DOCUMENT EXTRACT Block Start
While the flu can come at any time during the year, patients begin to show up in doctors’ offices in late November. The number of patients who have new infections peaks in mid-February and in the months that follow we see fewer and fewer cases of flu until the season ends in June.
Now is the perfect time to plan for flu season.
The flu (technically, “influenza”) is actually a family of viruses that settle in the nose, throat and lungs causing a body-wide reaction as we try to fight it off. These viruses are busy trying to survive so they are constantly changing. This is why the influenza vaccine is different each year, and why the shot you received last year is unlikely to provide any protection to you this year.
Influenza strains typically develop in other species and often figure out how to infect humans. Just because they make the “jump” to infect humans, however, doesn’t mean they will be dangerous. In order to be dangerous in humans, influenza must learn two lessons.
Lesson 1: The flu virus must learn how to travel from one person to another so it can be shared easily between people. The Swine flu of 2009 was a great example of a strain that learned this lesson well. According to the Centers for Disease Control (CDC), during the 2009 flu season twice as many people were infected with the flu than in any of the three prior seasons. Fortunately, this strain never learned the second lesson.
Lesson 2: This is the lesson we hope influenza never learns – how to make people seriously ill. While regular seasonal flu can make people pretty sick (especially if they are frail to start) there are strains which are better at harming humans than others. So far we have been very lucky and only rare strains of influenza have learned this lesson.
Once a person is exposed to the virus it takes 2-7 days until symptoms develop. Typically the first thing people experience is a sudden sense of being very, very tired, chills and achy muscles. The flu can come with many other symptoms including: fever, headache, cough, limb or joint pain, diarrhea, vomiting, stomach upset, sneezing, runny nose, sore throat, and loss of appetite.
DOCUMENT EXTRACT Block End
EXTRACTED MATERIAL Block Start
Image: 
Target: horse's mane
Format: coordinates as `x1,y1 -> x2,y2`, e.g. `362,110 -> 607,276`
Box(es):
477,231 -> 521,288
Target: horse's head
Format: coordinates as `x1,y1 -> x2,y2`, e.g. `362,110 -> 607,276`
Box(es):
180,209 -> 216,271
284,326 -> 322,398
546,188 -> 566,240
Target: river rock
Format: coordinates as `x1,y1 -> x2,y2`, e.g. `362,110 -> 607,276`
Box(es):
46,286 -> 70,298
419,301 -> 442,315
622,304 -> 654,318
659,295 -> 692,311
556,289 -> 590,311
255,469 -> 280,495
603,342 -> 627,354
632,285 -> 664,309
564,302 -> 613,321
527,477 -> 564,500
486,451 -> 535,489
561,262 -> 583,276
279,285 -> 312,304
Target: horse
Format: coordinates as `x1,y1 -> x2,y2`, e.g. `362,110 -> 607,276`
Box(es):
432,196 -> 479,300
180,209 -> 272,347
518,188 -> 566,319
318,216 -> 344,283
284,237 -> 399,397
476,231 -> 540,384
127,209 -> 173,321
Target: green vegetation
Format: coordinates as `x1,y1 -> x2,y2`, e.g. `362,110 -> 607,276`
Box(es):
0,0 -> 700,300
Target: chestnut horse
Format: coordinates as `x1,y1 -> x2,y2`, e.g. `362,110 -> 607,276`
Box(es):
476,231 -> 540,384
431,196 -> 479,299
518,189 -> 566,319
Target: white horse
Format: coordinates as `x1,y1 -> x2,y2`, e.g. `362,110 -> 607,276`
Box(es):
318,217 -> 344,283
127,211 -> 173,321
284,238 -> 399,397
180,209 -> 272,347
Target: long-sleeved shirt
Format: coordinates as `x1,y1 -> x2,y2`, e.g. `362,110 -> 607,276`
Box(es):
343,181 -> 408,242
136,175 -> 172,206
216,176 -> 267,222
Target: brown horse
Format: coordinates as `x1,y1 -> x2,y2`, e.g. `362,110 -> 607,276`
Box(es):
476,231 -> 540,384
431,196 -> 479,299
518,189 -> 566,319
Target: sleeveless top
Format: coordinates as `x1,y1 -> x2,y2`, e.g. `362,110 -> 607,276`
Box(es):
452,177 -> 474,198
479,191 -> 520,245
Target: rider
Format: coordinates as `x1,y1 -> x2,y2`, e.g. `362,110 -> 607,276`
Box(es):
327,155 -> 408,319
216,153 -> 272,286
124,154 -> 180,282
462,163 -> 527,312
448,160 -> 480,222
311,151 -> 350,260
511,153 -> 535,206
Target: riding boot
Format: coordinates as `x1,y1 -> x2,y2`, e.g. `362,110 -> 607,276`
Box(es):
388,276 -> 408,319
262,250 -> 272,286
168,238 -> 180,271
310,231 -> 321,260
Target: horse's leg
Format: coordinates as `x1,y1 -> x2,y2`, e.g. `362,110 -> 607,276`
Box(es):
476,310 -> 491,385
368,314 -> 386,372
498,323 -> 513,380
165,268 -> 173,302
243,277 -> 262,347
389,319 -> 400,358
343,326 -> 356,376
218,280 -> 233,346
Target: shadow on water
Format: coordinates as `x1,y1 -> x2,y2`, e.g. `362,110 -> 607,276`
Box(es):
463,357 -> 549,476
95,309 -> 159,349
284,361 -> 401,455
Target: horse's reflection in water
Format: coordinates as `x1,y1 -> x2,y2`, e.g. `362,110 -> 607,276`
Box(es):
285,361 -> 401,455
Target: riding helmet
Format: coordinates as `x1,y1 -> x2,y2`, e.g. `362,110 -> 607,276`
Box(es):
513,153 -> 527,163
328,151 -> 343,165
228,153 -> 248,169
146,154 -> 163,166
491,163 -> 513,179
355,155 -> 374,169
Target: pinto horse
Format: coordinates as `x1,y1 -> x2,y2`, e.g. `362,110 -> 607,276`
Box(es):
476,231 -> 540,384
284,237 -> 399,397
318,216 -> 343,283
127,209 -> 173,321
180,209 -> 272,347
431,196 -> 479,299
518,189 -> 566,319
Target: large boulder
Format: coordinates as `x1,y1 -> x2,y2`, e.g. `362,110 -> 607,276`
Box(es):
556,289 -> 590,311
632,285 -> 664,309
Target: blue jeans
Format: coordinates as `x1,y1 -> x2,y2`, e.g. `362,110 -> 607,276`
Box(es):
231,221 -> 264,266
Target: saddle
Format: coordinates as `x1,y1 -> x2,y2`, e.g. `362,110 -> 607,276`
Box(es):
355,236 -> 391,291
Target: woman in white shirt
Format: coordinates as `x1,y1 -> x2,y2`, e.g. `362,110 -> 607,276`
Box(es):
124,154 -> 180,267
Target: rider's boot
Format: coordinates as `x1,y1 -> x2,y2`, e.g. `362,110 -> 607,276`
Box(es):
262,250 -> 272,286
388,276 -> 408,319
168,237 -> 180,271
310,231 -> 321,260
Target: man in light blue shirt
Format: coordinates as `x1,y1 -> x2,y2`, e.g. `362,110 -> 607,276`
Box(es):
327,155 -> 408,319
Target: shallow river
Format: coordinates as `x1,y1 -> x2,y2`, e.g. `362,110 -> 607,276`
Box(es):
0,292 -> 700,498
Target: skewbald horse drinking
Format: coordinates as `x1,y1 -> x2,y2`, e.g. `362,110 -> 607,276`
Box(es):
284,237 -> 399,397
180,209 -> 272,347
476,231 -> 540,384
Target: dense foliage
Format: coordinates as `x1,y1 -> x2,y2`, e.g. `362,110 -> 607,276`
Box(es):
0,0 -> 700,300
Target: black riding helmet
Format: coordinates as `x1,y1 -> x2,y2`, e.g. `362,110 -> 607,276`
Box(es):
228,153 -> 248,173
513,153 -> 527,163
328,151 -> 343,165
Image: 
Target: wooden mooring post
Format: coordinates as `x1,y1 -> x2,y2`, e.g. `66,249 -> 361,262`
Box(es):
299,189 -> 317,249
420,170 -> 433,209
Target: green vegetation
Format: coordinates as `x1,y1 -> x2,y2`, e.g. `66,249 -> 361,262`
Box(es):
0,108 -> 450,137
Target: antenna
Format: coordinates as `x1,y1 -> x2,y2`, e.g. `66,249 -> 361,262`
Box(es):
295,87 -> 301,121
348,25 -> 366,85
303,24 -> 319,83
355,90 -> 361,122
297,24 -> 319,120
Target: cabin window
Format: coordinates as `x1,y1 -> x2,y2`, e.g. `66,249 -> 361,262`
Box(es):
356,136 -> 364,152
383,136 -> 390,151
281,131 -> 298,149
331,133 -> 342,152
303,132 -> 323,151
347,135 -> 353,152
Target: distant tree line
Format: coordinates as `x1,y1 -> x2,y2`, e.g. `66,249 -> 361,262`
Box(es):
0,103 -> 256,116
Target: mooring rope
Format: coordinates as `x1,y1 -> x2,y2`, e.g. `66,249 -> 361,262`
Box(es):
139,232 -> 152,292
EXTRACTED MATERIAL Block End
EXTRACTED MATERIAL Block Start
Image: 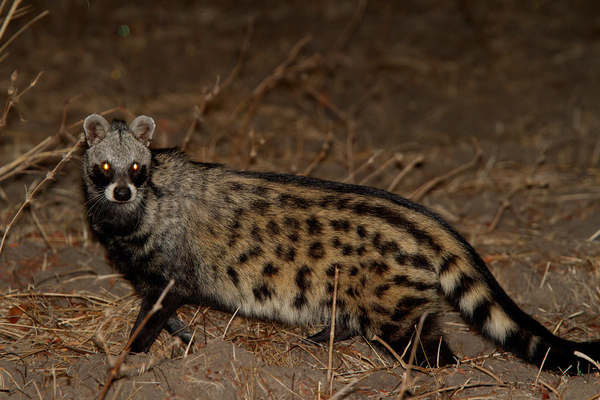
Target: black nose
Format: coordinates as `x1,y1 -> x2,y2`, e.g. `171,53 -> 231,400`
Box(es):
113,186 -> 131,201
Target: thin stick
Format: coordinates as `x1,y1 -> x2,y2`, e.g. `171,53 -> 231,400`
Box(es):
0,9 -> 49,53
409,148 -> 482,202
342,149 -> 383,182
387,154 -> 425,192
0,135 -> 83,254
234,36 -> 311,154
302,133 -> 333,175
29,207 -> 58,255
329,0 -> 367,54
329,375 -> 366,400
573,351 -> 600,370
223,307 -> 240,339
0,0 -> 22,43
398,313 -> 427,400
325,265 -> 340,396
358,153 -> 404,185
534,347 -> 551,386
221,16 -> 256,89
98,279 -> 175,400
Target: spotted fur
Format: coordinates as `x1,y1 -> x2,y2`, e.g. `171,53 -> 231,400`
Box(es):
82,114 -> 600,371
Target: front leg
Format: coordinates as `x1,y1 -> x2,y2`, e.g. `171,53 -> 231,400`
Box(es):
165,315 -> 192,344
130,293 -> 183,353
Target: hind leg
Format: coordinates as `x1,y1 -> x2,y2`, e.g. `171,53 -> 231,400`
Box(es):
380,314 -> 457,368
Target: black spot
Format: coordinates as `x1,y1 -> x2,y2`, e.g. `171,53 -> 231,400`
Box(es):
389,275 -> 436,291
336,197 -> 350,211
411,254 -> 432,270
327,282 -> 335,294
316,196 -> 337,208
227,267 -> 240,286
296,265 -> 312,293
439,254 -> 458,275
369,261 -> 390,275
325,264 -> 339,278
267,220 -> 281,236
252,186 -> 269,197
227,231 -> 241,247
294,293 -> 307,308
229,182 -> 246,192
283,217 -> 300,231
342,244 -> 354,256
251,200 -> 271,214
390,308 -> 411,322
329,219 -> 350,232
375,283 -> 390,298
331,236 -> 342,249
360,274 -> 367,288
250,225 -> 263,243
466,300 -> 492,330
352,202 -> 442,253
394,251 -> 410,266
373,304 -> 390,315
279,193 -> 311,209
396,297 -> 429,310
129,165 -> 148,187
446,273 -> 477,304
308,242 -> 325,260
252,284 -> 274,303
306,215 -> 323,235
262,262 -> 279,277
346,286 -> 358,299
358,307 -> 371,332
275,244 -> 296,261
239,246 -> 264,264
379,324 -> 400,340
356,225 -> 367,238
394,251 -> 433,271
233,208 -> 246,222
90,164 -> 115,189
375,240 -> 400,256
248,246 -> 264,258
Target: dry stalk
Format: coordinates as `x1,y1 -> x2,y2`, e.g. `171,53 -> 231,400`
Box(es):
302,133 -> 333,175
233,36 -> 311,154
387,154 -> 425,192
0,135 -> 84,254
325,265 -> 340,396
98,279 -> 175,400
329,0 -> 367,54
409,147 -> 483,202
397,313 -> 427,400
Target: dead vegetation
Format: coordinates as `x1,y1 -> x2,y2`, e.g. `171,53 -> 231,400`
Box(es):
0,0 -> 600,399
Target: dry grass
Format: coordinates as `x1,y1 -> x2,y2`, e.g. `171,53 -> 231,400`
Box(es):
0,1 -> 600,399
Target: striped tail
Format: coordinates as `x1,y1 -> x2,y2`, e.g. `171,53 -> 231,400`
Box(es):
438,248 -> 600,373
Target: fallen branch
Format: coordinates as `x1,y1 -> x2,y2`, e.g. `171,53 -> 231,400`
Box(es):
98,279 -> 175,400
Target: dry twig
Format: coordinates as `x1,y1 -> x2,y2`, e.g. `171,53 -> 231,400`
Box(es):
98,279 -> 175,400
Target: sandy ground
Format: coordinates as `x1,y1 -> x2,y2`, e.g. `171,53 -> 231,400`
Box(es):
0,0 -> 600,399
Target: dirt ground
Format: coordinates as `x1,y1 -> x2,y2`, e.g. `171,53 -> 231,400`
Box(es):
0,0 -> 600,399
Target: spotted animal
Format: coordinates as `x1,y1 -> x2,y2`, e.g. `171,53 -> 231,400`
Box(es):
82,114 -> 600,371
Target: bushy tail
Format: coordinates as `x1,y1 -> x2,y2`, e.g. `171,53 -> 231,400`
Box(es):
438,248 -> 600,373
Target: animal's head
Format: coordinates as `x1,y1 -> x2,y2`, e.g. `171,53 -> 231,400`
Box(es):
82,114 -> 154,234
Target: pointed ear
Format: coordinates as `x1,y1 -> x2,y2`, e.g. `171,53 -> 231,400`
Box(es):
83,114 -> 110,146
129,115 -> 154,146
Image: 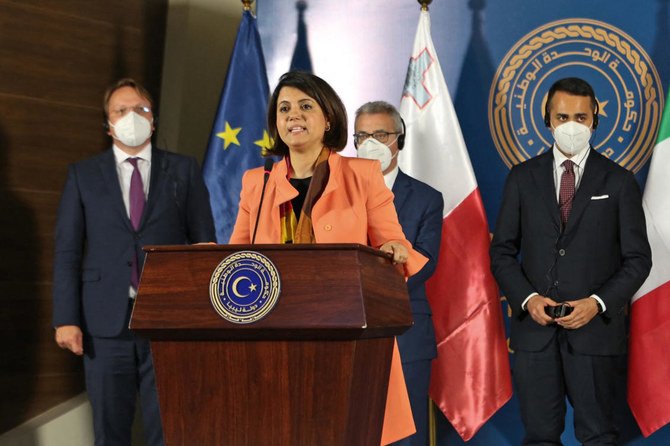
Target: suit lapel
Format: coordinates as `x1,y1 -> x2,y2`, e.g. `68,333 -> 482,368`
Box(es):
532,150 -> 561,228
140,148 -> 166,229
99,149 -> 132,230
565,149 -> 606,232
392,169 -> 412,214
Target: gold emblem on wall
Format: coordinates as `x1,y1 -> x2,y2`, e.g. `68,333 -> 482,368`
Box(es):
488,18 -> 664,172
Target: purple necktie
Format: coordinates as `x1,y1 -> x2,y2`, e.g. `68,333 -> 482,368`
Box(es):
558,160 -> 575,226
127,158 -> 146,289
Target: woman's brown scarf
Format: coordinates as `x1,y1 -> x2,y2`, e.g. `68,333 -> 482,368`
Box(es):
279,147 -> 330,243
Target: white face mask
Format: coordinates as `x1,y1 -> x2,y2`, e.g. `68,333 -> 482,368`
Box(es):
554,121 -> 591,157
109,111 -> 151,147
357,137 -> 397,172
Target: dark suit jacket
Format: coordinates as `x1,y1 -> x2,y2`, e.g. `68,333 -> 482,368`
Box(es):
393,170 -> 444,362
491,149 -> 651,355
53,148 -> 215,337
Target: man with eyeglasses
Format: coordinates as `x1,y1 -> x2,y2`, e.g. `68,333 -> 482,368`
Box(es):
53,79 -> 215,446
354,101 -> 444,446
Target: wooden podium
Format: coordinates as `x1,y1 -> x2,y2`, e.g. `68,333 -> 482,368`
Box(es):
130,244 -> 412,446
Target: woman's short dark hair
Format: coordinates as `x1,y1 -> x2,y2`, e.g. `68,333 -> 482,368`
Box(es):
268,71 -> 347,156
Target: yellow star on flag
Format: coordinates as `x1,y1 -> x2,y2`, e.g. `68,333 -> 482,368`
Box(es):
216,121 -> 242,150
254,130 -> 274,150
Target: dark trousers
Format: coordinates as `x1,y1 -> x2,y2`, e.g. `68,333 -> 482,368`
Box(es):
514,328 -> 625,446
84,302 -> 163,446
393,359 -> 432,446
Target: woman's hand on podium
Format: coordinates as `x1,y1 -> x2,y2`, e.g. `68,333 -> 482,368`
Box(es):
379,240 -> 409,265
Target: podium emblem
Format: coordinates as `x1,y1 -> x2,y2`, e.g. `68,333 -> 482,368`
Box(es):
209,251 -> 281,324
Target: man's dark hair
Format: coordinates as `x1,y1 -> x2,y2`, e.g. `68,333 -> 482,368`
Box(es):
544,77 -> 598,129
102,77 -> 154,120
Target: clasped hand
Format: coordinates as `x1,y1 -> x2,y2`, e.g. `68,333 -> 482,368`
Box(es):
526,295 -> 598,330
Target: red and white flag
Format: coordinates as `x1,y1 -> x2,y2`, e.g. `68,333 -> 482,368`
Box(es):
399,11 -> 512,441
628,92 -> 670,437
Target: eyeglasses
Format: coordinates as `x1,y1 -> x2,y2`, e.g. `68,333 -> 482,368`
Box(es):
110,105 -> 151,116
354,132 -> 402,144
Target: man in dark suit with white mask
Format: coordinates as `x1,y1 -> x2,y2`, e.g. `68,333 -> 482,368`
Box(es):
EXTRACTED MATERIAL Block End
__ACTIVITIES__.
A) According to the flu season text, when does the number of patients with new infections peak?
B) Update the flu season text from "Influenza strains typically" to "the second lesson.", replacing "Swine flu" with "swine influenza".

__RESULTS FOR THE EXERCISE__.
A) Mid-February

B)
Influenza strains typically develop in other species and often figure out how to infect humans. Just because they make the “jump” to infect humans, however, doesn’t mean they will be dangerous. In order to be dangerous in humans, influenza must learn two lessons.
Lesson 1: The flu virus must learn how to travel from one person to another so it can be shared easily between people. The swine influenza of 2009 was a great example of a strain that learned this lesson well. According to the Centers for Disease Control (CDC), during the 2009 flu season twice as many people were infected with the flu than in any of the three prior seasons. Fortunately, this strain never learned the second lesson.